## HOW TO COMPLETE THIS TASK
What is needed is an exact copy of every entry below, minus the images.

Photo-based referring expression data
▬▬▬▬▬▬▬▬▬▬

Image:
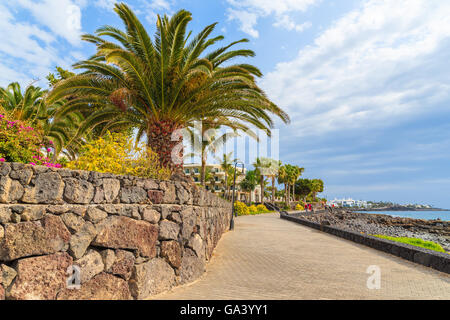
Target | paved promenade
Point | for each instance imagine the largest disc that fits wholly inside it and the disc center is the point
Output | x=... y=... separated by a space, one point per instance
x=269 y=258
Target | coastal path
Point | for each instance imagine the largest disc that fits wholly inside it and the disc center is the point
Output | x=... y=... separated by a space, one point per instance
x=269 y=258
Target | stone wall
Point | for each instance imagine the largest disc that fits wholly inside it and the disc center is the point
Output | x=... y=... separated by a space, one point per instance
x=128 y=237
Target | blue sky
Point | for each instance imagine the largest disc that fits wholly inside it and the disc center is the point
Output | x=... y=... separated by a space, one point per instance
x=366 y=82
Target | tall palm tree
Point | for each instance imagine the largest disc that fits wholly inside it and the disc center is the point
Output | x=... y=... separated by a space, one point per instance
x=249 y=183
x=282 y=178
x=22 y=106
x=227 y=166
x=295 y=175
x=208 y=140
x=164 y=84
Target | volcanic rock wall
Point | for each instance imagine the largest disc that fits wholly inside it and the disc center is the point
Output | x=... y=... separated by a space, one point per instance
x=68 y=234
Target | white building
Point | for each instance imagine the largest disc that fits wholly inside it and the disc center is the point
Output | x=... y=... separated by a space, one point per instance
x=348 y=203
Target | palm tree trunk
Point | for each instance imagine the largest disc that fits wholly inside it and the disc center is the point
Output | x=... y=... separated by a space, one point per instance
x=203 y=171
x=273 y=189
x=159 y=139
x=262 y=189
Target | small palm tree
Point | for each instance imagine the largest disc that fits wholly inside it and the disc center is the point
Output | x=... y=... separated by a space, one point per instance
x=31 y=106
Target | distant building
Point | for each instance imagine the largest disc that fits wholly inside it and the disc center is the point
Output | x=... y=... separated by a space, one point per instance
x=349 y=203
x=216 y=183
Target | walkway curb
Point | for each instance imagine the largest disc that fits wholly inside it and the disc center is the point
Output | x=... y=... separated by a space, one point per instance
x=425 y=257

▬▬▬▬▬▬▬▬▬▬

## ANSWER SPACE
Image:
Target | paved promenade
Point | for each instance imagine the largest disc that fits wholly inside it and the disc center is the point
Output | x=... y=... separated by a space, one point per instance
x=269 y=258
Target | coastal path
Point | for each instance imagine the largest disc that fits wholly inside it and the disc center is the point
Output | x=... y=... separated by a space, one point per instance
x=269 y=258
Target | stone wall
Point | for each instance imagine the largest disc that fits wholly inside it and the disc center is the point
Output | x=... y=... separated by a space, one point per instance
x=128 y=237
Target | blue sky
Point | for each instance imagine the largest disc that fits wholly inside it and the disc center is the point
Output | x=... y=... separated by a space, one point per instance
x=366 y=82
Target | tall palm tree
Point | for each instance imagine the largest disc that fits wholly inside it and the disc center is the point
Output | x=... y=... separated by a space, one point per instance
x=249 y=183
x=282 y=178
x=22 y=106
x=227 y=166
x=295 y=175
x=208 y=140
x=164 y=84
Target | volcanic rock wall
Point | for each instance imagine the largest disc that fits wholly inside it and the disc center is the point
Output | x=... y=... separated by a space, one point per instance
x=68 y=234
Target | white building
Point | for each instance imagine the largest disc that fits wholly inside it and the disc center is the point
Output | x=... y=... separated by a space, one point per instance
x=348 y=203
Target | palm tree trunk
Point | for each instance imagine the largest disc that fits wholly inside it and the disc center is the point
Output | x=... y=... separated by a space, one point per instance
x=203 y=171
x=273 y=189
x=159 y=139
x=262 y=189
Target | small palm tree
Point | for each instance imagine the largest disc that fits wholly inside it and the disc center is the point
Output | x=... y=... separated by a space, one point per instance
x=31 y=106
Target | distant building
Point | for each instance imagine the largest disc that fits wholly inside it and the disc center is the point
Output | x=... y=... separated by a space, one point per instance
x=349 y=203
x=216 y=183
Target | walkway curb
Point | for each instance imagine the largest disc that fits wholly inside it and the disc center is the point
Output | x=... y=... separated by a space, one point per instance
x=425 y=257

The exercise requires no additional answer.